> **DATA TO USE**:
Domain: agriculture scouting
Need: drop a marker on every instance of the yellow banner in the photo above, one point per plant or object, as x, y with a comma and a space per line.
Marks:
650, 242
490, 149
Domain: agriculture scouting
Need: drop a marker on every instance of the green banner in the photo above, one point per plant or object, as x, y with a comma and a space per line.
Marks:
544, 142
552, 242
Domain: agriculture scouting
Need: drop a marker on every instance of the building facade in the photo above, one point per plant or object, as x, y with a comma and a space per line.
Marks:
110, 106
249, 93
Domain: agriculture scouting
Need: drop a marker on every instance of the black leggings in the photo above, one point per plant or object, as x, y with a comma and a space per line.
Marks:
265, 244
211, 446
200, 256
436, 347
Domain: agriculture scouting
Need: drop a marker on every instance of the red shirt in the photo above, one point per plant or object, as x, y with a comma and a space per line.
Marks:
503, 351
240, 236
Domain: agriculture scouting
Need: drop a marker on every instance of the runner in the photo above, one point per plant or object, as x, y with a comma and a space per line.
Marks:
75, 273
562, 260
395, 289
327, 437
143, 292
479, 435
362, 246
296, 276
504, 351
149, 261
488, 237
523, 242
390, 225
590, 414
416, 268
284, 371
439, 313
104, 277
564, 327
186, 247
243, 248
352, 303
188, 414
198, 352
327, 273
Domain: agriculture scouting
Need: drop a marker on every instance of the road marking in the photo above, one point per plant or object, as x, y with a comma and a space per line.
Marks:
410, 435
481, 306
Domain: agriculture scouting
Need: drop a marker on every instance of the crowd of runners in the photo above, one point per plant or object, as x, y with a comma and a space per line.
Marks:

==

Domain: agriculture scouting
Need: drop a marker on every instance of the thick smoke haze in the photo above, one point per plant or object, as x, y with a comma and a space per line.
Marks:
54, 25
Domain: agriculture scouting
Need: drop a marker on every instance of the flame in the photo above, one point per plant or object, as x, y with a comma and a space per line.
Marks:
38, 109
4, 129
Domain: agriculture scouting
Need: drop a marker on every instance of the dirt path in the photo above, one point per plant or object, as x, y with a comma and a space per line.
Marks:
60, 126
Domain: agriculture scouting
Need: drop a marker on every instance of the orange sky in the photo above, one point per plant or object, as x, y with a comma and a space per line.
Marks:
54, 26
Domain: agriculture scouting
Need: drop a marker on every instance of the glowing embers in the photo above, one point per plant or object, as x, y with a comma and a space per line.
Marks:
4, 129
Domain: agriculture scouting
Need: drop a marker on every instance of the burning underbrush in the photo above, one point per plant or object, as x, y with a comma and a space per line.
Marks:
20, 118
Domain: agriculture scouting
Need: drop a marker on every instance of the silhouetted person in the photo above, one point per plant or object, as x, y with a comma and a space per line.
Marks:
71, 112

> **DIRECTIONS**:
Which lines in the items above contain the string "banner"? Extract each of them in full, treating uppercase and lowercase as different.

> **RESULT OF THE EXERCISE**:
Need: drop a marker on every instance of the yellow banner in the photo above, one point per plant or object, as x, y with a comma and a space per line.
Need: drop a marker on every instance of the green banner in the photo above, one point per plant or object, as x, y with a comma and a space per line.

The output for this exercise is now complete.